[Stored data]
◆ ◆ ◆
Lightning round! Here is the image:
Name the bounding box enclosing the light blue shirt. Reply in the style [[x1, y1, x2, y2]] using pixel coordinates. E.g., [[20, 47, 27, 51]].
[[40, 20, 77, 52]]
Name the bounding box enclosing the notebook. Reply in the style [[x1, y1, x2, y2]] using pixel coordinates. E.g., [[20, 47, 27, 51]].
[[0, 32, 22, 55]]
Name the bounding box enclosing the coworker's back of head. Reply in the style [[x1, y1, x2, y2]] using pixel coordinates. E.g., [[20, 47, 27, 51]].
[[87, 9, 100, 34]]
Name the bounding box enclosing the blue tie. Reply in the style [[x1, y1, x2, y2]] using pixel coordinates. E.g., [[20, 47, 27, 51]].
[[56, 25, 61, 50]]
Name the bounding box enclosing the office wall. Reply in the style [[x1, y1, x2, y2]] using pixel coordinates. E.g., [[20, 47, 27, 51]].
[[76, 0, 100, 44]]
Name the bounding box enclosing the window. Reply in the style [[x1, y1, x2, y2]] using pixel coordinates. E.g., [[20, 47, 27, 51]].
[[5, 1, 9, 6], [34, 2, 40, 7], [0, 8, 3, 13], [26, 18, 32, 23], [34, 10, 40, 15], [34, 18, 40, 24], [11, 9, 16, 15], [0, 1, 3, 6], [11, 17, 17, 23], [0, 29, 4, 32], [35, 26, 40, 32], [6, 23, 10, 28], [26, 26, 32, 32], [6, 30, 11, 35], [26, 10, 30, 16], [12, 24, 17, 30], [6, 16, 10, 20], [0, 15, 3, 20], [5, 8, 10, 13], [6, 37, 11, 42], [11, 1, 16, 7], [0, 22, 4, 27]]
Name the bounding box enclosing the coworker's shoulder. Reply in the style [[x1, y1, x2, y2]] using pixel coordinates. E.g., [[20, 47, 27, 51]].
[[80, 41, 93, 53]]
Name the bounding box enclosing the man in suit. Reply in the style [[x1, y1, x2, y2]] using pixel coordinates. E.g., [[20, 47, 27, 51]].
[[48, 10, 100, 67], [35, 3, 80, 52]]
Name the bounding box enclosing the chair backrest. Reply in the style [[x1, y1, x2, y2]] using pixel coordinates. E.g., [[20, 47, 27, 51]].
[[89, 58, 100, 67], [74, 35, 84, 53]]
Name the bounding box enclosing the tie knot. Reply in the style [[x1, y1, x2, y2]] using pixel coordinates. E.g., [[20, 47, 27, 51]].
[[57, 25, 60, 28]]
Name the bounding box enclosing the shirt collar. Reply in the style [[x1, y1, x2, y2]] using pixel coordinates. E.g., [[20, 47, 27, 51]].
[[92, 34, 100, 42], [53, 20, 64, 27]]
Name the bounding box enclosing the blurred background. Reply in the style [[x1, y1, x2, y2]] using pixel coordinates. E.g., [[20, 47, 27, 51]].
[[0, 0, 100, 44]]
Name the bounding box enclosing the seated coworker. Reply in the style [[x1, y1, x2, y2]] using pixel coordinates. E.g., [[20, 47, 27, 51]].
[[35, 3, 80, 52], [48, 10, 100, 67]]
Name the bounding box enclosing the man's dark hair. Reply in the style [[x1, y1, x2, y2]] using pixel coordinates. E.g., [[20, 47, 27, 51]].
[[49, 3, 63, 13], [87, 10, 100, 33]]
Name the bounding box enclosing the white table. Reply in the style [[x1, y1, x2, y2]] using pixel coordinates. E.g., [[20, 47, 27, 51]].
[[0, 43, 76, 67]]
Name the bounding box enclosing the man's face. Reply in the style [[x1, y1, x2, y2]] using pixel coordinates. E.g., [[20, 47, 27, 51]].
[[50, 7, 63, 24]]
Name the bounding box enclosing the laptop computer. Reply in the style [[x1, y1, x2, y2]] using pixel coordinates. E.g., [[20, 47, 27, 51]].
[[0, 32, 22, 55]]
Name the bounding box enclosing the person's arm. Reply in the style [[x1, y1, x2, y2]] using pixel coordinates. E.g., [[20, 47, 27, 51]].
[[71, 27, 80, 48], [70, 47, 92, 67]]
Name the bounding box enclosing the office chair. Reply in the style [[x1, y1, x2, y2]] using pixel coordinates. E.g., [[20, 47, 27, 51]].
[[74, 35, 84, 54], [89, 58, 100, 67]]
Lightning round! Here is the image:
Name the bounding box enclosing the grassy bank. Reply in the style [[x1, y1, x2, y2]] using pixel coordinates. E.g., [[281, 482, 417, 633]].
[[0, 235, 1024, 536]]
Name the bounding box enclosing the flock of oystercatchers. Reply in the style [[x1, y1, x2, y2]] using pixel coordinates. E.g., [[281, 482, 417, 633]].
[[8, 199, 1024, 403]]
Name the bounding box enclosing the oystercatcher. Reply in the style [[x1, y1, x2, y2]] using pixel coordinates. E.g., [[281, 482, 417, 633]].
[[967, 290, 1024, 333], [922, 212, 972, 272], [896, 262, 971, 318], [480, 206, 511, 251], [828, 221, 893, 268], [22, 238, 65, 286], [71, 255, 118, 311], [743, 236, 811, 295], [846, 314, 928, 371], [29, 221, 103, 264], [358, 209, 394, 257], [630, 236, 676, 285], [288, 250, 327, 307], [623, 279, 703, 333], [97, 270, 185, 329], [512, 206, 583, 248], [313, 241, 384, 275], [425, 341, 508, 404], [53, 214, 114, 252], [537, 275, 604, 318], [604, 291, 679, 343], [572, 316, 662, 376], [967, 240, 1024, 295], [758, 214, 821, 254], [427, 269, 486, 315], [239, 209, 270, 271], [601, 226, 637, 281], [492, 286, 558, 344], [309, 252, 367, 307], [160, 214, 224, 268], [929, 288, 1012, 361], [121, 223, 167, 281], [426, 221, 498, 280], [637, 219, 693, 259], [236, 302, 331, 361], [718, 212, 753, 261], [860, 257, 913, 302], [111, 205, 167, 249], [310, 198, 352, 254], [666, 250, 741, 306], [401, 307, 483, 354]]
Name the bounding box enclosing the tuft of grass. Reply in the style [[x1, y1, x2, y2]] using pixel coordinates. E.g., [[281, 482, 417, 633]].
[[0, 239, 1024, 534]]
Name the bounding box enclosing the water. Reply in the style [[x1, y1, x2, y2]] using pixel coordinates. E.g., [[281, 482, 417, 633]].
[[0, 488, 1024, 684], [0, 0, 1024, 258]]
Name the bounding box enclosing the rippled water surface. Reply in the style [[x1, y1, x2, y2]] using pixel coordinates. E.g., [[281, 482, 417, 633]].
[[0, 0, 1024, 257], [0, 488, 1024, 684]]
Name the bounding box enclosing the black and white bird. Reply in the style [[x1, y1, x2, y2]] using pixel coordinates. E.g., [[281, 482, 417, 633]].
◆ ◆ ◆
*Objective:*
Reproduce all of the rows above word for word, changing nothing.

*Finished answer:*
Lightning round! Here is the image:
Name the bounding box enclosing the light blue shirt. Reply in the style [[x1, y1, x2, y2]] using pixel coordinates. E.g., [[20, 47, 27, 51]].
[[40, 20, 77, 52]]
Name the bounding box enclosing the notebook. Reply in the style [[x1, y1, x2, y2]] using pixel coordinates. E.g., [[20, 47, 27, 51]].
[[0, 32, 22, 55]]
Name the bounding box enclosing the coworker's back of head. Reply in the style [[x1, y1, x2, y2]] using pixel coordinates. E.g., [[20, 47, 27, 51]].
[[87, 9, 100, 34]]
Name the bounding box enclosing the blue tie. Reply in the style [[x1, y1, x2, y2]] using pixel coordinates. E.g., [[20, 47, 27, 51]].
[[56, 25, 61, 50]]
Name the bounding box enclosing the office wall. Reply in the style [[x1, y1, x2, y2]] using pixel coordinates. E.g., [[20, 47, 27, 51]].
[[76, 0, 100, 44]]
Name the bounding box enclosing the window. Reply in the style [[x1, y1, x2, y2]] using pixel coordinates. E.g., [[20, 47, 27, 51]].
[[5, 1, 9, 6], [34, 2, 40, 7], [0, 8, 3, 13], [26, 18, 32, 23], [34, 10, 40, 15], [34, 18, 40, 24], [11, 9, 16, 15], [0, 1, 3, 6], [11, 17, 17, 23], [0, 29, 4, 32], [35, 26, 40, 32], [6, 23, 10, 28], [26, 26, 32, 32], [6, 30, 11, 35], [26, 10, 30, 16], [12, 24, 17, 30], [6, 16, 10, 20], [0, 15, 3, 20], [5, 8, 10, 13], [6, 37, 11, 42], [11, 1, 16, 7], [0, 22, 4, 27]]
Name the bounding box enclosing the coworker's shoulder. Reply in the style [[x1, y1, x2, y2]] using pixel coordinates. E.g., [[20, 47, 27, 51]].
[[80, 41, 93, 53]]
Name the bounding box enclosing the man in suit. Reply in the style [[x1, y1, x2, y2]] using pixel coordinates. E.g., [[20, 47, 27, 51]].
[[48, 10, 100, 67], [35, 3, 80, 52]]
Name the bounding box enclosing the chair backrest. Reply in the style [[x1, y1, x2, y2]] using pixel coordinates. E.g., [[20, 47, 27, 51]].
[[89, 58, 100, 67], [74, 35, 84, 53]]
Name the bounding box enclosing the tie knot. Reply in the style [[x1, y1, x2, y2]] using pixel coordinates. E.g., [[20, 47, 27, 51]].
[[57, 25, 60, 28]]
Name the bounding box enclosing the shirt collar. Reply in the style [[x1, y1, x2, y2]] using pixel coordinates. E.g., [[20, 47, 27, 51]].
[[92, 34, 100, 42], [53, 20, 64, 27]]
Name the bounding box enclosing the blurred background. Reply in the style [[x1, y1, x2, y2]] using pixel coordinates. E.g., [[20, 47, 27, 51]].
[[0, 0, 100, 44]]
Name the bounding box enclosing the seated coworker. Reply in the style [[x1, y1, x2, y2]] using pixel coordinates. E.g., [[20, 47, 27, 51]].
[[35, 3, 80, 52], [48, 10, 100, 67]]
Name the bounding box enclosing the man's dark hair. Reply in the style [[x1, y1, x2, y2]] using pixel coordinates. E.g., [[20, 47, 27, 51]].
[[49, 3, 63, 13], [87, 10, 100, 33]]
Name the bounding box enclosing the white table. Reply in the style [[x1, y1, x2, y2]] using pixel coordinates. E.g., [[20, 47, 27, 51]].
[[0, 43, 76, 67]]
Name the bounding box enclosing the man's face. Reply in the style [[x1, y1, x2, y2]] using pixel coordinates. E.g., [[20, 47, 27, 51]].
[[50, 7, 63, 24]]
Name the bounding box enclosing the laptop computer. Reply in the style [[x1, y1, x2, y2]] using pixel coordinates. E.g., [[20, 47, 27, 51]].
[[0, 32, 22, 55]]
Name the bounding box enclosing the person's arm. Reply in the style [[x1, y1, x2, y2]] using pixel coordinates. E.g., [[20, 47, 27, 51]].
[[71, 27, 80, 48], [70, 47, 92, 67]]
Name the bounding box enclosing the office chair. Reply in the style [[x1, y1, x2, y2]] using pixel coordinates. E.g., [[20, 47, 27, 51]].
[[74, 35, 84, 54], [89, 58, 100, 67]]
Lightning round! Here is the image:
Name the bounding box enclosing the grassy bank. Reply in the style [[x1, y1, x2, y2]] using pixel coordinates. E.g., [[281, 482, 417, 633]].
[[0, 235, 1024, 536]]
Name the bounding box enclosing the flock of oystercatchers. Reply in the style [[x1, y1, x2, y2]] using pixel coordinates. E.g., [[281, 482, 417, 633]].
[[8, 199, 1024, 403]]
Name the bounding box enclosing the oystercatcher. Reply in the style [[x1, y1, x2, y2]] using pixel coordinates. E.g., [[281, 482, 417, 633]].
[[967, 290, 1024, 333], [922, 212, 972, 272], [896, 262, 971, 318], [480, 206, 511, 251], [828, 221, 893, 268], [22, 238, 65, 286], [71, 255, 118, 311], [743, 236, 811, 295], [846, 314, 928, 371], [29, 221, 103, 264], [358, 209, 394, 257], [630, 236, 676, 285], [288, 250, 327, 307], [623, 279, 703, 333], [97, 270, 185, 329], [512, 206, 583, 248], [313, 241, 384, 275], [425, 341, 508, 404], [53, 214, 114, 252], [537, 275, 604, 318], [604, 291, 679, 343], [572, 316, 662, 376], [967, 240, 1024, 295], [758, 214, 821, 254], [427, 269, 486, 315], [239, 209, 270, 271], [601, 226, 637, 281], [492, 286, 558, 344], [309, 252, 367, 307], [160, 214, 224, 268], [929, 288, 1012, 361], [121, 223, 167, 281], [426, 221, 498, 280], [637, 219, 693, 259], [236, 302, 331, 361], [718, 212, 753, 261], [860, 257, 913, 302], [111, 205, 167, 249], [310, 198, 352, 254], [666, 250, 741, 306], [401, 307, 483, 354]]
Name the bounding box enclosing the tuft of grass. Reply in the style [[x1, y1, x2, y2]] using pixel coordinates. E.g., [[281, 482, 417, 633]].
[[0, 239, 1024, 534]]
Name the bounding box enclosing the water. Reply in the style [[x1, y1, x2, y2]] using pixel coordinates. E.g., [[281, 482, 417, 633]].
[[0, 488, 1024, 684], [0, 0, 1024, 258]]
Name the bounding box enclosing the rippled water surface. Reply in the style [[x1, y1, x2, y2]] using pixel coordinates. E.g., [[281, 482, 417, 633]].
[[0, 0, 1024, 257], [0, 488, 1024, 684]]
Name the bounding box enclosing the black and white bird. Reply in the style [[x1, y1, x2, y2]] using pixel coordinates. E.g., [[281, 482, 417, 633]].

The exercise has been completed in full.